An additional paradigm to study lineage segregations is the lateral somite/DM of avians where clones derived from individual precursors gave rise to either endothelial or smooth muscle cells but not both, indicating an early segregation of the vascular lineages. In contrast, mixed clones containing both smooth and striated muscle cells were apparent (Fig. 2B lateral). Consistently, BMP signaling was required for endothelial cell differentiation and/or migration but inhibited striated muscle differentiation (Kahane et al. 2007; Ben-Yair & Kalcheim 2008). In addition, Notch activity was reported to be necessary for smooth muscle production while inhibiting striated muscle differentiation. Hence, the choice to become smooth versus striated muscle depends upon Notch signaling (Ben-Yair & Kalcheim 2008). In the mouse, Buckingham and colleagues (Lagha et al. 2009) identified the transcription factor Foxc2 as a gene that is negatively regulated by Pax3/7 and showed that they inhibit each other's expression. Compound mutant analyses and manipulation of somite explants indicate that the Pax3/Foxc2 ratio affects myogenic versus vascular cell fate choices, respectively. In contrast, in the limb, Pax3 does not appear to commit lateral dermomyotomal cells to a muscle cell fate (Kardon et al. 2002b). Future studies should unravel the relationship between signaling systems such as Notch and BMP and these downstream transcription factors in segregating between the above lineages.
Interactions between NC and somites control multiple events
The actual induction of the NC is influenced by interactions with mesodermal tissue (see [Basch & Bronner-Fraser 2006; Basch et al. 2006; Stuhlmiller & Garcia-Castro 2012] for comprehensive reviews). The dorsolateral marginal zone (DLMZ) of the Xenopus gastrula that lies ventral to the prospective NC and generates paraxial and intermediate mesoderm is the source of NC-inducing signals (Fig. 3A). Recombination experiments with the DLMZ and animal caps or grafts of paraxial mesoderm into ventral epidermis stimulated expression of NC markers (Bonstein et al. 1998; Monsoro-Burq et al. 2003; Steventon et al. 2009). Furthermore, explants of the NC at the neurula stage did not maintain expression of NC markers unless co-cultured with paraxial mesoderm, implicating the mesoderm in the maintenance phase of NC identity (Bonano et al. 2008; Steventon et al. 2009). The DLMZ expresses multiple Wnt and FGF ligands and the BMP antagonist Chordin (Mayor et al. 1995; Monsoro-Burq et al. 2003; Hong et al. 2008; Steventon et al. 2009) (Fig. 3A), molecules known to be involved in NC induction. Likewise, in avians, recombination between nascent neural tissue and somites or lateral mesoderm also generated NC-derived melanocytes (Selleck & Bronner-Fraser 1995).
The timing of NC EMT
A significant body of evidence, primarily stemming from avian embryos, relates the onset of NC migration in the trunk with somitogenesis and subsequent somite dissociation (Loring & Erickson 1987; Teillet et al. 1987). At the level of the segmental plate, presumptive NC progenitors are still confined to the dorsal NT (Teillet et al. 1987). Emigration of the first NC cells becomes apparent at levels opposite epithelial somites. Furthermore, upon somite dissociation, they continue exiting the neuroepithelium and begin simultaneously invading the somite in a segmental fashion (Fig. 1B) (Loring & Erickson 1987; Teillet et al. 1987; Kalcheim & Teillet 1989; Debby-Brafman et al. 1999). This suggested that the paraxial mesoderm regulates aspects of NC EMT and emigration. However, in the rostral trunk, signals triggering NC EMT may not be under the strict control of the somites as at early stages, there is an asynchrony between somitogenesis and neural crest departure (Newgreen & Erickson 1986).

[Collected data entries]
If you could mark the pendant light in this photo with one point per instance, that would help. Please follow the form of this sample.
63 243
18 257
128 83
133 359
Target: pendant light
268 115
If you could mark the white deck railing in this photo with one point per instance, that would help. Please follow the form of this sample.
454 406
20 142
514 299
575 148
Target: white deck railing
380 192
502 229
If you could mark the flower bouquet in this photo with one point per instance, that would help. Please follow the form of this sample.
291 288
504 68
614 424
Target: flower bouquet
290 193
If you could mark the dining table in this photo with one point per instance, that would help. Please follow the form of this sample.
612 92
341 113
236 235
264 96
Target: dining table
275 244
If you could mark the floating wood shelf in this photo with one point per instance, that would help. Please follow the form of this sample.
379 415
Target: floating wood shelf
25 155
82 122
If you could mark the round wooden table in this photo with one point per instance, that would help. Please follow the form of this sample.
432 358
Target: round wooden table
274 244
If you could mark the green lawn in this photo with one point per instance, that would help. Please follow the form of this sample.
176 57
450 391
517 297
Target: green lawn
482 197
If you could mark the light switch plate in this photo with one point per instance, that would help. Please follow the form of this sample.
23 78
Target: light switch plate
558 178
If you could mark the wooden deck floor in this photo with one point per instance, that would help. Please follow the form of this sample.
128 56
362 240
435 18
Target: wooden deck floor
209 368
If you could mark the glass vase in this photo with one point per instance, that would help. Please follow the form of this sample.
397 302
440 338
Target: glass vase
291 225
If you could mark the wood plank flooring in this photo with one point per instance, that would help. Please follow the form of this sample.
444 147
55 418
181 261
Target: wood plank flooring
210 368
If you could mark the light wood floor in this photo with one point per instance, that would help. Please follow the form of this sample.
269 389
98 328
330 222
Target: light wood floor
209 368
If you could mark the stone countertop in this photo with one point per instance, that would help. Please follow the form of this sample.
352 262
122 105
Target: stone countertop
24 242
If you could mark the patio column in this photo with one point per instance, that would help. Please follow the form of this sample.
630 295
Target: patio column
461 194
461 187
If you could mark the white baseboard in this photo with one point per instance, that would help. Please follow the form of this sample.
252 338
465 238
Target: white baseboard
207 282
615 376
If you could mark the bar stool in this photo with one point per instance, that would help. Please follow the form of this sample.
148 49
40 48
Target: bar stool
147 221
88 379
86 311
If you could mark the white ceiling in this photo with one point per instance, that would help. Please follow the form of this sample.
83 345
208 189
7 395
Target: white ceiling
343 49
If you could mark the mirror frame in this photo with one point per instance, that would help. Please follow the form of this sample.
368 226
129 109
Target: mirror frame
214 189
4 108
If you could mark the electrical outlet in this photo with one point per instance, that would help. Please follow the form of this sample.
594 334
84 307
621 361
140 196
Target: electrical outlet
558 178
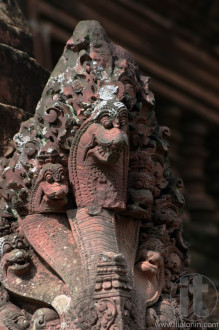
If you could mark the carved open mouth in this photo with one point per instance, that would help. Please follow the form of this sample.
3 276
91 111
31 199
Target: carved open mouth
54 200
18 265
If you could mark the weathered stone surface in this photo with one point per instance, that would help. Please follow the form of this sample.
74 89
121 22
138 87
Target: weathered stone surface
14 30
90 212
11 118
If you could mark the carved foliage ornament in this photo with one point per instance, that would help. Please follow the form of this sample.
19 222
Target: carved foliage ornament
90 228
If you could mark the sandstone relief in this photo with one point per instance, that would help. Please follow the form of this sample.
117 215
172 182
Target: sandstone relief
91 216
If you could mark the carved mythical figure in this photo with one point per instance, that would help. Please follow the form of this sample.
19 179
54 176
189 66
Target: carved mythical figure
90 228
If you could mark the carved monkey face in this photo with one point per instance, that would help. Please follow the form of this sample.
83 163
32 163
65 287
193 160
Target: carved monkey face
149 258
106 139
51 193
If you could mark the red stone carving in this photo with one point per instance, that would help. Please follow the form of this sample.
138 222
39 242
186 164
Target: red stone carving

(Problems to solve)
a) In the neural crest and somite text, which transcription factor did Buckingham and colleagues identify as negatively regulated by Pax3/7?
b) Name every molecule or ligand type that the neural crest and somite text says the dorsolateral marginal zone (DLMZ) expresses.
c) Write the next part of the neural crest and somite text, picking up after its final sentence.

(Answers for the exercise)
a) Foxc2

b)
- Wnt ligands
- FGF ligands
- Chordin, the BMP antagonist

c)
An interplay between noggin and BMP4 in the dorsal NT was found to generate a graded activity of the latter that, via regulation of Wnt1 transcription and Wnt-dependent canonical signaling, triggers delamination of NC progenitors and the consequent onset of cell migration (Sela-Donenfeld & Kalcheim 1999; Burstyn-Cohen et al. 2004) (Fig. 3B). This rostral-to-caudal gradient of BMP4 activity is generated in spite of a constant level of BMP4 mRNA production along the dorsal NT by virtue of an opposing, decreasing gradient of noggin transcription and activity that also correlates with somite development. Downregulation of noggin progressively relieves inhibition of BMP and allows NC EMT. How is this graded expression of noggin generated in the dorsal NT remained unclear. Due to the temporal correlation between noggin levels and somite development, somitic factors were suggested to influence the levels of noggin mRNA in the NT. Consistent with this notion, grafting experiments revealed that dissociating, but not younger somites, emit an inhibitor of noggin production in the dorsal NT thereby coupling the time of EMT with the development of the somites as suitable substrates for subsequent NC migration (Sela-Donenfeld & Kalcheim 2000). Nevertheless, the precise identity of this factor(s) remained unknown for years. Recently, opposing gradients of FGF and retinoic acid, apparent in the paraxial mesoderm, were reported to control the timing of NC EMT, in addition to affecting specific aspects of NC induction. A decrease in FGF at somitic levels was suggested to be required for noggin downregulation. In contrast, retinoic acid was not necessary for modulating noggin transcription. In addition, FGF signaling prevented the premature expression of Wnt1, whereas retinoic acid triggered Wnt1 transcription at axial levels that contain specified NC progenitors. Hence, counter-gradients of FGF and retinoic acid affect NC EMT in part through the modulation of specific aspects of the BMP and Wnt signaling pathways (Fig. 3B) (Martinez-Morales et al. 2011), previously shown to set in motion the process (see above).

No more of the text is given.